Per capire dove va l'America non si può che partire da qui. È giovedi 1° maggio e, attorno alla scrivania del direttore del giornale William Kristol, si festeggia la vittoria in Iraq. In televisione Fox news accompagna l'atterraggio di George Bush sulla portaerei Lincoln con una scritta esagerata: «Breaking news, il presidente approccia una nave in movimento». Kristol, che deciderà poi di dare la copertina all'evento, ironizza: «Posso solo immaginare la domanda accorata del Washington Post di domani: perché il presidente non ha scelto una nave che porta i soccorsi umanitari?».

Con un po' di arroganza e molta sfrontatezza il Weekly Standard è diventato il punto di riferimento dei neoconservatori americani, lo strano gruppo le cui idee prima dell'11 settembre 2001 sembravano destinate alla marginalità e che invece ora stanno cambiando il mondo. «Siamo falchi in politica estera, tolleranti e spesso democratici in politica interna» fa l'autoritratto David Brooks, autore di Bobos in paradise, che scrive sullo Standard. «Non c'entriamo niente con i paleoconservatori alla Pat Buchanan, che sono ancora a battersi contro l'immigrazione ed erano contro l'intervento in Iraq. Siamo poco attenti alle istanze della destra religiosa, che pure io rispetto. E consideriamo ancora legati alla visione della storia emersa dal Congresso di Vienna i realisti come George Bush padre, Henry Kissinger o Brent Scowcroft, che pensano che la politica sia un'esclusiva delle élite della East Coast e che in politica estera cercano la stabilità. Ma siamo anche più idealisti dei conservatori europei: loro guardano al passato, noi a un futuro in cui vediamo sempre più paesi diventare democratici».

#### [Elenco]
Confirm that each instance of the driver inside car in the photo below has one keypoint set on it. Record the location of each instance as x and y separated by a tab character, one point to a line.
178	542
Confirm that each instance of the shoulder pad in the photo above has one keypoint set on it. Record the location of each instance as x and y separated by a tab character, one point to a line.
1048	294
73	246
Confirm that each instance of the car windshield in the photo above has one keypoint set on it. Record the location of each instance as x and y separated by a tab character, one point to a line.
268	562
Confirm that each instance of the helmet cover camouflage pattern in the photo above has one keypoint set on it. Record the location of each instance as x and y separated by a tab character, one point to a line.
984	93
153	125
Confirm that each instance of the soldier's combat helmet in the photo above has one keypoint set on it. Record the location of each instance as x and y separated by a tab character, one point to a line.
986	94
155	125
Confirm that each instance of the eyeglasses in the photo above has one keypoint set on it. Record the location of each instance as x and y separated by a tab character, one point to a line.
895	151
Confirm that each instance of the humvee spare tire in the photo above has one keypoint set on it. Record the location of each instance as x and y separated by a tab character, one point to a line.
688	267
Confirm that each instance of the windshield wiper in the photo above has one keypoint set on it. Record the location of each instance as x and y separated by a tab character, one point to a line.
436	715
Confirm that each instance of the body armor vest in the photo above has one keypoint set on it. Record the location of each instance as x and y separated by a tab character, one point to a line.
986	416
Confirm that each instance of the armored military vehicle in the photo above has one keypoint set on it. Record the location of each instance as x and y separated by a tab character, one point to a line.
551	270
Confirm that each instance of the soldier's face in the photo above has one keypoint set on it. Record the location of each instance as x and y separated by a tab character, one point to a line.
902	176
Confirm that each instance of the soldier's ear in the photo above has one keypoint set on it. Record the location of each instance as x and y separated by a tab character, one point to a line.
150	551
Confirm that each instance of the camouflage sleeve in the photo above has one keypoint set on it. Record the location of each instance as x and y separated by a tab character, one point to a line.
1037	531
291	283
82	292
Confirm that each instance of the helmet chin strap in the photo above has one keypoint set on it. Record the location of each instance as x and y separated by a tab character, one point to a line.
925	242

#### [Consegna]
Scrivi il seguito del brano sui neoconservatori americani e il Weekly Standard, partendo da dove si ferma. I record sono materiale a parte e non fanno parte del brano.

#### [Risultato]
I veri rivoluzionari, come amano definirsi i «neo-con», pranzano nella mensa dell'American enterprise institute, dove invece dell'odiata acqua francese Perrier ora si servono solo bottigliette di americana Polar Spring. Ai tavoli si incontrano lo storico Michael Ledeen, l'ex presidente della Camera Newt Gingrich, che ha appena accusato Colin Powell di andare contro gli interessi dell'amministrazione, e David Frum, lo speech writer che ha inventato l'espressione «asse del male». Ma è facile vedere anche il capo dei falchi Paul Wolfowitz, viceministro della Difesa, con il suo grande alleato Richard Perle.

Convinti che i consiglieri spesso siano più importanti del re, i neocon occupano posti chiave ma non di primo piano nell'amministrazione Bush: si considerano parte del movimento Douglas Feith e John Bolton (sottosegretari al Pentagono e al dipartimento di Stato), l'esperto di questioni mediorientali Elliott Abrams al Consiglio per la sicurezza nazionale e il capo di staff della vicepresidenza Scooter Libby.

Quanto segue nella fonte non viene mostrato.